● AIM OF THE EXERCISE:
Please transcribe every record below exactly, leaving out the pictures.

● DATASET CONTENT:
[Start of section]

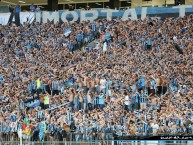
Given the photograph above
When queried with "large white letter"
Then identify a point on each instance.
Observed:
(50, 16)
(182, 9)
(133, 14)
(109, 13)
(83, 16)
(143, 13)
(73, 13)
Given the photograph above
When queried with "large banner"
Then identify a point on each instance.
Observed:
(91, 15)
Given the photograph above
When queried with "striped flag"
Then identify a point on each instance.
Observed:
(42, 130)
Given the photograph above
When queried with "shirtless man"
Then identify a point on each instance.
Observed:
(97, 82)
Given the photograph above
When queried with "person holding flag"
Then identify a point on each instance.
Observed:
(42, 130)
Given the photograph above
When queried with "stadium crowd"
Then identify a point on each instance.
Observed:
(134, 82)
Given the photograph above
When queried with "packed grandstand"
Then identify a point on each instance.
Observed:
(125, 78)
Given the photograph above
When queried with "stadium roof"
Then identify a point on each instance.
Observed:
(44, 2)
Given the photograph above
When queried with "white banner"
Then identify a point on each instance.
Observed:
(24, 16)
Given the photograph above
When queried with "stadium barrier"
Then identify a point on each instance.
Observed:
(91, 15)
(102, 143)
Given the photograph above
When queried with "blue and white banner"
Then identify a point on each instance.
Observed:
(24, 17)
(42, 129)
(91, 15)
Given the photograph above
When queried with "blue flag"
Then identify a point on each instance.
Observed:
(67, 32)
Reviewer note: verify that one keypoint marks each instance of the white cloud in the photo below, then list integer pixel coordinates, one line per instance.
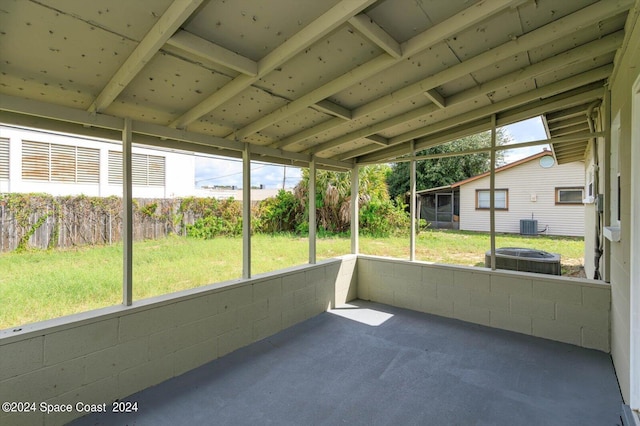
(525, 131)
(228, 172)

[End of section]

● YOUR RESPONSE:
Given the photograph above
When queried with "large white letter"
Then identify a point on each instance.
Observed:
(50, 16)
(182, 9)
(133, 14)
(109, 13)
(83, 16)
(143, 13)
(73, 13)
Given the photograph above
When queried with "large banner"
Then identify a point on each instance.
Observed:
(91, 15)
Given the photograph above
When queried with "striped flag"
Then identify a point on each instance.
Observed:
(42, 130)
Given the photograph above
When queried with "shirtless man"
Then identify a point on each instance.
Observed:
(97, 82)
Given the photograph above
When queried with "person holding flag"
Then identify a point on each instance.
Observed:
(42, 130)
Given the photograph above
When queried with "stadium crowd"
Then identify a point on each instance.
Observed:
(134, 82)
Given the photograph above
When queried with "packed grandstand"
Then identify a point on each instance.
Observed:
(125, 78)
Given the photograph above
When queried with "stadium roof"
Then identify a point on each instance.
Observed:
(44, 2)
Given the photograph above
When queried with "white banner"
Then identify a point on each instance.
Observed:
(24, 16)
Given the photograph above
When queried with "stadium barrier"
Then identify a point on each instance.
Observed:
(91, 15)
(102, 143)
Given the photograph above
When queried with "blue and white banner"
Then identify a point on each instance.
Observed:
(24, 17)
(42, 129)
(91, 15)
Given the photograph above
When queried with "blue flag"
Then identify a point on each instance.
Observed:
(67, 32)
Reviewer note: verify that one keypoint marks each instance of the white cloud in the photo below, then list integer pixel coordinates, one line per instance.
(525, 131)
(228, 172)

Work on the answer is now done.